### Given data

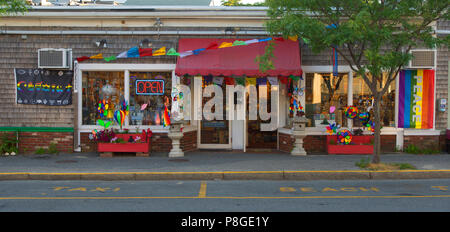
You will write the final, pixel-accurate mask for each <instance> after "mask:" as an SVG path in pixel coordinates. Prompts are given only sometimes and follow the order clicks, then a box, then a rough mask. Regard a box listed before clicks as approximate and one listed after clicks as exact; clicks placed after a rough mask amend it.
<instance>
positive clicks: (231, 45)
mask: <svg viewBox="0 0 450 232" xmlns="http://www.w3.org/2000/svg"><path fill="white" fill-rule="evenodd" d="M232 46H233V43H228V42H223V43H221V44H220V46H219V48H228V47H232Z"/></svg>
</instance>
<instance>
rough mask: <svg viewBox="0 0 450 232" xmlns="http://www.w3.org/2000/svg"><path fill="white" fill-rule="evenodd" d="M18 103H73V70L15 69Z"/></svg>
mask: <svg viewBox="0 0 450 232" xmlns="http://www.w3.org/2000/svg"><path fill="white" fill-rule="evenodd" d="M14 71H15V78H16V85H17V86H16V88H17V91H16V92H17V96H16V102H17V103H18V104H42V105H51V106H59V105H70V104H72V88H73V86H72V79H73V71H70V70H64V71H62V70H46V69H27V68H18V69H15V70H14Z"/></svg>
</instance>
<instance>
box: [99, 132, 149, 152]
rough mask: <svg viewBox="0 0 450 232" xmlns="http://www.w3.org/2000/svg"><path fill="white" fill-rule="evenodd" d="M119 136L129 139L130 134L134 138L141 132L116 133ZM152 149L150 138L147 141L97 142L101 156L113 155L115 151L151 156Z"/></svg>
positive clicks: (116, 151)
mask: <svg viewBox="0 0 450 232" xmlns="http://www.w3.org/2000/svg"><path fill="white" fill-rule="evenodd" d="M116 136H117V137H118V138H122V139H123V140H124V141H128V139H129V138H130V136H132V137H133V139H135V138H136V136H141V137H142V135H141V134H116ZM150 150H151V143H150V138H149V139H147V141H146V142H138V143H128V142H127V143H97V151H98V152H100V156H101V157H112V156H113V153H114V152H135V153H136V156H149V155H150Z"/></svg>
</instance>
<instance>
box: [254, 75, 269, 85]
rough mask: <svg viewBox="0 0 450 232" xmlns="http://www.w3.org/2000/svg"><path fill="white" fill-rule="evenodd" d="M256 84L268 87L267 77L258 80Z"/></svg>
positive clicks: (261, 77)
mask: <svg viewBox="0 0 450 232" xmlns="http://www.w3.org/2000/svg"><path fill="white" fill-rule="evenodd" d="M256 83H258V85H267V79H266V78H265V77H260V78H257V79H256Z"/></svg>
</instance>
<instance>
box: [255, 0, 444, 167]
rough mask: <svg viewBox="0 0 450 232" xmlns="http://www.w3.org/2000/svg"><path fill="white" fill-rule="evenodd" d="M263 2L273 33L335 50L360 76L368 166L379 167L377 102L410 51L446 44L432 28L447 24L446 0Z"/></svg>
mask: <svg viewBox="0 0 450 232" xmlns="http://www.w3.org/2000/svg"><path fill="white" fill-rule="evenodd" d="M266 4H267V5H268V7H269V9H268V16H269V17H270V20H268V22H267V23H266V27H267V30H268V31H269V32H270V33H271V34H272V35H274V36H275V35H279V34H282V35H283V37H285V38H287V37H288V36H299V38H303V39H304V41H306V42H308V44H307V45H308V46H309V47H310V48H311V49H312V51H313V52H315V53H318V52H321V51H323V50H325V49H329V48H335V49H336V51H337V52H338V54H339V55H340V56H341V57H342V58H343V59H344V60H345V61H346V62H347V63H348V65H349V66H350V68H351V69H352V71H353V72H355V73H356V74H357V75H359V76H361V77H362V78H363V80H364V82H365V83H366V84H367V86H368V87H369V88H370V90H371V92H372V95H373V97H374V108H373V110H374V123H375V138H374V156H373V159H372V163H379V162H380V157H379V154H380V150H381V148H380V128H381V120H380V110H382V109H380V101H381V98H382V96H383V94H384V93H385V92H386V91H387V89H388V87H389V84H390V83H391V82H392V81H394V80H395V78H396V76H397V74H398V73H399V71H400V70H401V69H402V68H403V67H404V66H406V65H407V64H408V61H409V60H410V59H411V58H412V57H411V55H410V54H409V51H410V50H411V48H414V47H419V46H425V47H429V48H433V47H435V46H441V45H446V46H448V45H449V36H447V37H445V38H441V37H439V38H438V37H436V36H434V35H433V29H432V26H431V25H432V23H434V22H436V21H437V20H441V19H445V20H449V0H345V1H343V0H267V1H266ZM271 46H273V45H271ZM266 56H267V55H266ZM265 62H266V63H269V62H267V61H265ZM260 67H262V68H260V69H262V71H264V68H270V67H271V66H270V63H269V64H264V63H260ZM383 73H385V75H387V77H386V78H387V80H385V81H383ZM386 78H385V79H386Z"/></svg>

### Your instructions
Copy the material verbatim. The pictures are not part of the copy.

### Written answer
You will write the final, pixel-accurate mask for each <instance> after "mask:" as an SVG path in pixel coordinates. Prompts are given only sometimes and follow the order clicks, then a box, then a rough mask. Regard a box listed before clicks as approximate and one listed after clicks as exact; clicks placed after a rough mask amend it.
<instance>
positive clicks: (231, 45)
mask: <svg viewBox="0 0 450 232" xmlns="http://www.w3.org/2000/svg"><path fill="white" fill-rule="evenodd" d="M232 46H233V43H228V42H223V43H221V44H220V46H219V48H228V47H232Z"/></svg>
</instance>
<instance>
rough mask: <svg viewBox="0 0 450 232" xmlns="http://www.w3.org/2000/svg"><path fill="white" fill-rule="evenodd" d="M18 103H73V70L15 69Z"/></svg>
mask: <svg viewBox="0 0 450 232" xmlns="http://www.w3.org/2000/svg"><path fill="white" fill-rule="evenodd" d="M14 71H15V78H16V85H17V86H16V88H17V91H16V92H17V96H16V102H17V103H18V104H42V105H51V106H59V105H70V104H72V88H73V86H72V79H73V71H70V70H64V71H62V70H46V69H27V68H18V69H15V70H14Z"/></svg>
</instance>
<instance>
box: [99, 132, 149, 152]
rough mask: <svg viewBox="0 0 450 232" xmlns="http://www.w3.org/2000/svg"><path fill="white" fill-rule="evenodd" d="M119 136L129 139L130 134L134 138L141 132L116 133ZM152 149L150 138L147 141L97 142L101 156L113 155L115 151L151 156Z"/></svg>
positive clicks: (116, 151)
mask: <svg viewBox="0 0 450 232" xmlns="http://www.w3.org/2000/svg"><path fill="white" fill-rule="evenodd" d="M116 136H117V137H118V138H122V139H123V140H124V141H128V139H129V138H130V136H132V137H133V139H135V138H136V136H141V137H142V135H141V134H116ZM150 150H151V143H150V138H149V139H147V141H146V142H138V143H128V142H127V143H97V151H98V152H100V156H101V157H112V156H113V153H114V152H135V153H136V156H149V155H150Z"/></svg>
</instance>
<instance>
box: [254, 75, 269, 85]
rough mask: <svg viewBox="0 0 450 232" xmlns="http://www.w3.org/2000/svg"><path fill="white" fill-rule="evenodd" d="M256 84L268 87L267 77L258 80Z"/></svg>
positive clicks: (261, 77)
mask: <svg viewBox="0 0 450 232" xmlns="http://www.w3.org/2000/svg"><path fill="white" fill-rule="evenodd" d="M256 83H258V85H267V79H266V78H265V77H260V78H257V79H256Z"/></svg>
</instance>
<instance>
box: [255, 0, 444, 167]
rough mask: <svg viewBox="0 0 450 232" xmlns="http://www.w3.org/2000/svg"><path fill="white" fill-rule="evenodd" d="M263 2L273 33L335 50L360 76L368 166L379 167L377 102L410 51L446 44L432 28L447 24L446 0Z"/></svg>
mask: <svg viewBox="0 0 450 232" xmlns="http://www.w3.org/2000/svg"><path fill="white" fill-rule="evenodd" d="M266 4H267V5H268V7H269V9H268V16H269V17H270V20H268V22H267V23H266V27H267V30H268V31H269V32H270V33H271V34H272V35H274V36H275V35H279V34H282V35H283V37H285V38H287V37H288V36H299V38H303V39H304V41H306V42H308V44H307V45H308V46H309V47H310V48H311V49H312V51H313V52H315V53H318V52H321V51H323V50H325V49H329V48H335V49H336V51H337V52H338V54H339V55H340V56H341V57H342V58H343V59H344V60H345V61H346V62H347V63H348V65H349V66H350V68H351V69H352V71H353V72H355V73H356V74H357V75H359V76H361V77H362V78H363V80H364V82H365V83H366V84H367V86H368V87H369V88H370V90H371V92H372V95H373V97H374V108H373V110H374V123H375V138H374V156H373V159H372V163H379V162H380V157H379V154H380V150H381V148H380V128H381V120H380V110H382V109H380V101H381V98H382V96H383V94H384V93H385V92H386V91H387V89H388V87H389V84H390V83H391V82H392V81H394V80H395V78H396V76H397V74H398V73H399V71H400V70H401V69H402V68H403V67H404V66H406V65H407V64H408V61H409V60H410V59H411V58H412V57H411V55H410V54H409V51H410V50H411V48H414V47H419V46H425V47H429V48H433V47H435V46H441V45H446V46H448V45H449V36H447V37H445V38H441V37H439V38H438V37H436V36H434V35H433V29H432V26H431V25H432V23H434V22H436V21H437V20H441V19H445V20H449V0H345V1H343V0H267V1H266ZM271 46H273V45H271ZM266 56H267V55H266ZM265 62H266V63H269V62H267V61H265ZM260 67H262V68H260V69H262V71H264V68H270V67H271V66H270V63H269V64H264V63H260ZM383 73H385V75H387V77H386V78H387V80H385V81H383ZM386 78H385V79H386Z"/></svg>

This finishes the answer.